Data to use ->
※ ※ ※

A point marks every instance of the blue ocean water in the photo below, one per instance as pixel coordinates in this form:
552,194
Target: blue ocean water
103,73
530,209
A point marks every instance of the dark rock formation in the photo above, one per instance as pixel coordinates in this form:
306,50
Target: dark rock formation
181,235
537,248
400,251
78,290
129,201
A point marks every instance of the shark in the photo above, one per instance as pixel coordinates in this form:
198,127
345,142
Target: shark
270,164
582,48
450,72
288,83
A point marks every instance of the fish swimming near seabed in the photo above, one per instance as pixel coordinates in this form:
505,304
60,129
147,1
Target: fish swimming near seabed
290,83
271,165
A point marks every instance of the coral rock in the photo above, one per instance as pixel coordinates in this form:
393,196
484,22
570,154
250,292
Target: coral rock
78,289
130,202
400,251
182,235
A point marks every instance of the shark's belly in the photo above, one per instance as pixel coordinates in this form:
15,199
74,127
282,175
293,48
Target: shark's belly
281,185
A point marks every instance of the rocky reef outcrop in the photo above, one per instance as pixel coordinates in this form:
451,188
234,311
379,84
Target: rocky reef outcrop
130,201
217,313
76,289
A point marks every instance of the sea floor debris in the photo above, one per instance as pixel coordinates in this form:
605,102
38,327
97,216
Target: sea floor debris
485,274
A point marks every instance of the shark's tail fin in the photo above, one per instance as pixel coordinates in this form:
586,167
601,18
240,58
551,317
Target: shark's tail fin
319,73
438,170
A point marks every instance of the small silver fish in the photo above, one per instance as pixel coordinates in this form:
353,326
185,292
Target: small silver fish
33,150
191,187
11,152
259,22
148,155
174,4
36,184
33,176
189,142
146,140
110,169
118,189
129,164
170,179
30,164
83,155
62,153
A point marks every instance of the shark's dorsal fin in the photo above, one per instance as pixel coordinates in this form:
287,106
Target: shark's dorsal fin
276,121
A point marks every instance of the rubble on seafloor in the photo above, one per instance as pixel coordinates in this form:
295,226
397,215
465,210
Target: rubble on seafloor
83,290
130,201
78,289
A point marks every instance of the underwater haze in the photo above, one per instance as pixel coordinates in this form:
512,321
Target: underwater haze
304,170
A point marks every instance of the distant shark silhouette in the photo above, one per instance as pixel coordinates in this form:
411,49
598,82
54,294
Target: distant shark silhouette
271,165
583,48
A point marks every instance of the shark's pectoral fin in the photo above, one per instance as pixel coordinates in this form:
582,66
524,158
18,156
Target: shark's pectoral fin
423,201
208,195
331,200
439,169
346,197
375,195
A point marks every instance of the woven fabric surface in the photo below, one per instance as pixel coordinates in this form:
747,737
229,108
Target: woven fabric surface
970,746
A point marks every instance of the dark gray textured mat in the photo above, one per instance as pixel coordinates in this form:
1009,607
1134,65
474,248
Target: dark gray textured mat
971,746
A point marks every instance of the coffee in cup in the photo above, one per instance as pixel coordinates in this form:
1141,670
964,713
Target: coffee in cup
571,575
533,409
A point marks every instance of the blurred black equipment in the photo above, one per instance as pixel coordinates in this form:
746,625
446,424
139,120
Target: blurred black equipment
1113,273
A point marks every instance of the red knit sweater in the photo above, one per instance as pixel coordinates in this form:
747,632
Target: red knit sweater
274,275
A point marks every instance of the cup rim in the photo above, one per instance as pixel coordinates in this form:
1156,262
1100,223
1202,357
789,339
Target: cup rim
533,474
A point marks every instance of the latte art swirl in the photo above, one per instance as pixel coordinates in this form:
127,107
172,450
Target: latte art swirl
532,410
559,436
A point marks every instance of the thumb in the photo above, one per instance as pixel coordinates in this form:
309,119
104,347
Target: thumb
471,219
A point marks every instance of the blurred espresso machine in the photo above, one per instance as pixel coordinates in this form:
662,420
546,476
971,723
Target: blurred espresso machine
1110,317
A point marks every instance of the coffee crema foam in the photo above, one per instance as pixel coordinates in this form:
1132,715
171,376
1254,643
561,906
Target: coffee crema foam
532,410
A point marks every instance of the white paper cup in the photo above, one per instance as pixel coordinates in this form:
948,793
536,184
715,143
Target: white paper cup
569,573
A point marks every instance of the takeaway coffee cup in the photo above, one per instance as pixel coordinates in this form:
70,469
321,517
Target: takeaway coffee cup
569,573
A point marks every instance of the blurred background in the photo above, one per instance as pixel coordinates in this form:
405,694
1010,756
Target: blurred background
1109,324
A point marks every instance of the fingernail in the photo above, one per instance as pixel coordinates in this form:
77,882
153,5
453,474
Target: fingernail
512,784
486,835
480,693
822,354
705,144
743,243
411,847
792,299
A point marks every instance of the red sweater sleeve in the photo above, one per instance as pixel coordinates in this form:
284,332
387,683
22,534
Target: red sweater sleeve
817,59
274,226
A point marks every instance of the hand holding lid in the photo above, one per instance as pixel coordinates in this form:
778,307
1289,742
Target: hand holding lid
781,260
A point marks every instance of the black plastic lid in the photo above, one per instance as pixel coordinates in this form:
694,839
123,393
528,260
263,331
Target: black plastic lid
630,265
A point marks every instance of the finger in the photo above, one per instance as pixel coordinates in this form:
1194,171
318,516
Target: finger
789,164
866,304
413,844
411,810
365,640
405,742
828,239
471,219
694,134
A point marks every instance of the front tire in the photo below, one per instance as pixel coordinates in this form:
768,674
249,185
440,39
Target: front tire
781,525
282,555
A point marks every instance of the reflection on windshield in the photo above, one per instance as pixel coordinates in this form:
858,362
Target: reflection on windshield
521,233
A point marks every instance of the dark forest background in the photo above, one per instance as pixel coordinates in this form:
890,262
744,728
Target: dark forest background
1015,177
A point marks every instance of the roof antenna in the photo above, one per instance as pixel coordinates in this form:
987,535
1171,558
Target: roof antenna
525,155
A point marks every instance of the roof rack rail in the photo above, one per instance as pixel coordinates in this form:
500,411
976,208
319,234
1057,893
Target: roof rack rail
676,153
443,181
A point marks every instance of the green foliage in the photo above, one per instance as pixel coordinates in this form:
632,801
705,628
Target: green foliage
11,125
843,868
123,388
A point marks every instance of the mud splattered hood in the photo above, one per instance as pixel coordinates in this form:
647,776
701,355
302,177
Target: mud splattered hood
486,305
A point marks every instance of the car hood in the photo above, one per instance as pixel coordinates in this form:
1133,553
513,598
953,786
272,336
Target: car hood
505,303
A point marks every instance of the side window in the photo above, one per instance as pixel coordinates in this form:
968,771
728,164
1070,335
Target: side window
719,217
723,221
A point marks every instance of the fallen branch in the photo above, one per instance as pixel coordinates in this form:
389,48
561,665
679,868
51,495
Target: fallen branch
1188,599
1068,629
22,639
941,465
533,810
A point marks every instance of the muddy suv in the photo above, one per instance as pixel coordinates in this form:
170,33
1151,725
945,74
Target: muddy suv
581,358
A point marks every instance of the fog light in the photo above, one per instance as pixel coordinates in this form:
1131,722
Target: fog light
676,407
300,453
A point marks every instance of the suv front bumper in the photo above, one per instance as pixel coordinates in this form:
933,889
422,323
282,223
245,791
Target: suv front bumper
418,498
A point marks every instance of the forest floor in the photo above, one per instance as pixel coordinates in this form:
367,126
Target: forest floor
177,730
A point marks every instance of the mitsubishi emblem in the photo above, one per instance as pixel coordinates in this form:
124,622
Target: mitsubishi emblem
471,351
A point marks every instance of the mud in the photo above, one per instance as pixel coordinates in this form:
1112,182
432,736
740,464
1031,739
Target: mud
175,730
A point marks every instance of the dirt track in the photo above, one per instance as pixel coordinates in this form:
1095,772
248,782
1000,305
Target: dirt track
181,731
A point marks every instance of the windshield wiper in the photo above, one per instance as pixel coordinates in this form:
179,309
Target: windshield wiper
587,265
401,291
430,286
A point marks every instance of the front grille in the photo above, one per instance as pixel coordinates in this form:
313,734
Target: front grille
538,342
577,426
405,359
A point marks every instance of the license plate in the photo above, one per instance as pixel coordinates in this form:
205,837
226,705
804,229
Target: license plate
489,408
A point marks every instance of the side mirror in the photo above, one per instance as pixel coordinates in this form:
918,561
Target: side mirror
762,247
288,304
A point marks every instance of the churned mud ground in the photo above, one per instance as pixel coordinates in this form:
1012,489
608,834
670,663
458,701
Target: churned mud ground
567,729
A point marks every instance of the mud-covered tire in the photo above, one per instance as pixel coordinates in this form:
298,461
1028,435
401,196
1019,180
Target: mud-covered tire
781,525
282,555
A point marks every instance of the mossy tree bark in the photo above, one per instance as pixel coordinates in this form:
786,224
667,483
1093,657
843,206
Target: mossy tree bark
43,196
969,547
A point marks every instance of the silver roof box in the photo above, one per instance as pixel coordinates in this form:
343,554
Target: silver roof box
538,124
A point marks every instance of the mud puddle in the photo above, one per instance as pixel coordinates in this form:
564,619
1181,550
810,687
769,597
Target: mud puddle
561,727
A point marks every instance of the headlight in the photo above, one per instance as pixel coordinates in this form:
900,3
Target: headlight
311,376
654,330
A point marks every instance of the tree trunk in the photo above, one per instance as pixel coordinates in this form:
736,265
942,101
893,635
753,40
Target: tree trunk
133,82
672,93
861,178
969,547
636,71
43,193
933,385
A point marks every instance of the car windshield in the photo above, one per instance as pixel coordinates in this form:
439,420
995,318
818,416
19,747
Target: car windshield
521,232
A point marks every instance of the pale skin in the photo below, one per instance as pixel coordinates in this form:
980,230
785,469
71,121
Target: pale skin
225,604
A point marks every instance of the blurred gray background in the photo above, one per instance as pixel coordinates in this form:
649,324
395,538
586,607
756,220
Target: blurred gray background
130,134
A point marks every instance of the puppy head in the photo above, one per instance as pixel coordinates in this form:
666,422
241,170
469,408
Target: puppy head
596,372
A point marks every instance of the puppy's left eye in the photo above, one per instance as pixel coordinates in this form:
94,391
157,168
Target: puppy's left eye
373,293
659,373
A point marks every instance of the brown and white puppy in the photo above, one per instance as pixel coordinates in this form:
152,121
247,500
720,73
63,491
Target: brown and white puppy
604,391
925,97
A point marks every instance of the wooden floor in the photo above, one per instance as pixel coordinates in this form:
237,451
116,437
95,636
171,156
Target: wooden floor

※ ※ ※

Aim ->
Write out exactly the final stretch of the records: the line containing "A point marks every instance of the blurred gray" and every line after it, through the last, and nothing else.

Solution ->
A point marks every instance of the blurred gray background in the photo above, one per instance as pixel coordinates in this form:
649,324
395,538
586,607
756,220
Target: blurred gray background
130,134
A point marks every instance of the puppy head in the photo above, one per instance as pixel coordinates in this form:
666,422
241,170
469,408
Target: puppy head
596,372
A point marks every instance of the puppy's left eye in the photo above, one per instance as pixel coordinates in this form:
94,391
157,168
Target: puppy's left eye
373,293
659,373
A point marks every instance of the brown and white puppy in the photo above, one per instance as pixel coordinates in this form:
152,121
247,500
720,73
63,491
Target: brown and white puppy
604,391
925,97
A point marks every instance of the wooden floor in the photo above, one per instance as pixel coordinates in this form:
237,451
116,437
95,636
171,156
Target: wooden floor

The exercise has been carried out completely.